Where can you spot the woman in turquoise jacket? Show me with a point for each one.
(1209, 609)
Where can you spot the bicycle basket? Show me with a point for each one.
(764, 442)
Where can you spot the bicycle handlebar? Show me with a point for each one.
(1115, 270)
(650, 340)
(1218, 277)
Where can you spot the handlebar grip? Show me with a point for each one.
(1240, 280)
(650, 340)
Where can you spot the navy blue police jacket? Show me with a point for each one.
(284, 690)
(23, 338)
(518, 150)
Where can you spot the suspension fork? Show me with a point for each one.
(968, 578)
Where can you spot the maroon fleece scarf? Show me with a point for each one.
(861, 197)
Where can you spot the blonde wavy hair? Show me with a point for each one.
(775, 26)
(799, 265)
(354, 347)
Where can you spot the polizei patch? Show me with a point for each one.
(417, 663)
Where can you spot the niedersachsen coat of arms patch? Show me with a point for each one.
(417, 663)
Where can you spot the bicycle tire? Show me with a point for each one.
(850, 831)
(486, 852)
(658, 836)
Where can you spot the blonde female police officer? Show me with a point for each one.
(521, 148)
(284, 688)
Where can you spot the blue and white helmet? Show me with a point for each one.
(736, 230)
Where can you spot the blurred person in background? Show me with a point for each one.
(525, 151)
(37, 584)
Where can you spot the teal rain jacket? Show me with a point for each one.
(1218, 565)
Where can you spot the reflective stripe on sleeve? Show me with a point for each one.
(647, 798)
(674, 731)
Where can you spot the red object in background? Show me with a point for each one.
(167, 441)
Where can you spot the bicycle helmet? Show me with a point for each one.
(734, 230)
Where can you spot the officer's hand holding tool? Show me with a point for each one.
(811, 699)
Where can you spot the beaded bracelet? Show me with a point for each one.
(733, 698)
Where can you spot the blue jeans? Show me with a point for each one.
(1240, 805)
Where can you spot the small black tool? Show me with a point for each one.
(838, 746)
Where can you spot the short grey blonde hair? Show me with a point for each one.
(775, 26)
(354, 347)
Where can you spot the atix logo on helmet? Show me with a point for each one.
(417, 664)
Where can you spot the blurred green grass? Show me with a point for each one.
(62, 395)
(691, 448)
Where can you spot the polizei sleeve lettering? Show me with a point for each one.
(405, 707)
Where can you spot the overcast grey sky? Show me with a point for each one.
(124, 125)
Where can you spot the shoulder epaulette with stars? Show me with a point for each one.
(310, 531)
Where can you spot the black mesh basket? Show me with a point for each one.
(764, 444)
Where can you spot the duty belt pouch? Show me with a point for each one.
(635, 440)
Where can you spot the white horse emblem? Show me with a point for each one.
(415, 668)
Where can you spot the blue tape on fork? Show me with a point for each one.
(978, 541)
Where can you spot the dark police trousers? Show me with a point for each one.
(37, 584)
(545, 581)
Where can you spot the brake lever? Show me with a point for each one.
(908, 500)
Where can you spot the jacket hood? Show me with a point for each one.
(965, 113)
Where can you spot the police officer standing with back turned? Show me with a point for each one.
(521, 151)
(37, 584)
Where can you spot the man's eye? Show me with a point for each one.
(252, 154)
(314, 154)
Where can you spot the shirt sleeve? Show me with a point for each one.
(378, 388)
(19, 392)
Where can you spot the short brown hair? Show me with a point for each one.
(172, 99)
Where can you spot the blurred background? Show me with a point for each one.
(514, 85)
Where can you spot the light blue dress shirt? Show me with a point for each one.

☆ ☆ ☆ ☆

### Task details
The complete material should be output once more, word for word.

### Expected answer
Where can you spot the woman in turquoise jacket? Show me with a point for each one.
(1209, 609)
Where can you spot the bicycle basket? Show me with a point for each one.
(764, 442)
Where can you spot the bicycle handlebar? Show me with a point for each one.
(1115, 270)
(650, 340)
(1218, 277)
Where can you spot the handlebar grip? Show me with a point for each one.
(1240, 280)
(650, 340)
Where can you spot the navy blue police jacket? Show me with a point for each one.
(284, 690)
(23, 338)
(518, 150)
Where can you spot the suspension fork? Show me with a point for each one.
(968, 578)
Where can you spot the maroon fleece scarf? Show me with a point for each one.
(861, 197)
Where can you spot the blonde wavy hair? Show me with a point for each one.
(775, 26)
(799, 265)
(354, 347)
Where can you spot the polizei patch? Show me with a point for each one.
(417, 663)
Where can you spot the niedersachsen coat of arms patch? Show me with a point for each one.
(417, 663)
Where can you spot the bicycle tire? Show me with a point for each one.
(850, 831)
(486, 852)
(658, 836)
Where can you spot the blonde female police officer? Show me with a point for each one.
(521, 148)
(284, 688)
Where can you spot the blue and white helmet? Show me with a point for each one.
(736, 230)
Where can you spot the blurred person in background? Show me with a point for each one.
(525, 151)
(37, 584)
Where can you spot the teal rain jacket? Show me with a point for each one.
(1218, 565)
Where can you spot the reflective stripe on sleeve? Show me with a point for each one.
(647, 798)
(674, 731)
Where can you spot the red object in background? Show me with a point for each one.
(167, 441)
Where can you spot the bicycle helmet? Show me with a point for each one.
(734, 230)
Where can you spot the officer's hand holding tool? Show me with a point for each one.
(811, 699)
Where can you spot the beaded bracelet? Show me with a point for each one.
(733, 698)
Where can you spot the blue jeans? Show me with a point for each one.
(1240, 805)
Where can you spot the small black tool? Show me with a point for each one.
(838, 746)
Where can you spot the short grey blonde hair? Show me with a point for each one.
(775, 26)
(354, 347)
Where can you spot the atix logo on helmet? Show me with a point for each one.
(417, 664)
Where can you spot the blurred green grass? Show me with a point for each one.
(62, 395)
(691, 448)
Where can you spot the polizei sleeve lettering? Show me with a point for each one.
(405, 707)
Where can you spot the overcast grey sky? Show me with a point for each one.
(124, 125)
Where can you spot the shoulder epaulette with stars? Show me with a point for each one.
(310, 531)
Where can you spot the black mesh basket? Show me with a point for each one.
(764, 444)
Where can you spot the duty belt pouch? Show me with a point for each one.
(635, 440)
Where can you spot the white horse emblem? Show me with a point for each one.
(415, 668)
Where can you spot the blue tape on fork? Show me with a point for each one.
(978, 541)
Where can you spot the dark police trousers? Show me with a point for each one.
(37, 584)
(545, 581)
Where can you spot the brake lever? Show me with a point for each one.
(908, 500)
Where can you spot the jacket hood? Show me with a point for each one.
(965, 113)
Where can you spot the police officer standing with back turned? Show me with a point for each one.
(521, 151)
(37, 584)
Where can you spot the man's eye? Show me with a point for each one.
(252, 154)
(314, 154)
Where can you spot the shirt sleeve? Show me with a point for each one.
(378, 388)
(19, 392)
Where can you spot the short brown hair? Show me with a point for each one.
(172, 99)
Where can you spot the blurred background? Show me with a point for each one.
(514, 85)
Where can you spot the light blue dress shirt? Show me with a point for each one.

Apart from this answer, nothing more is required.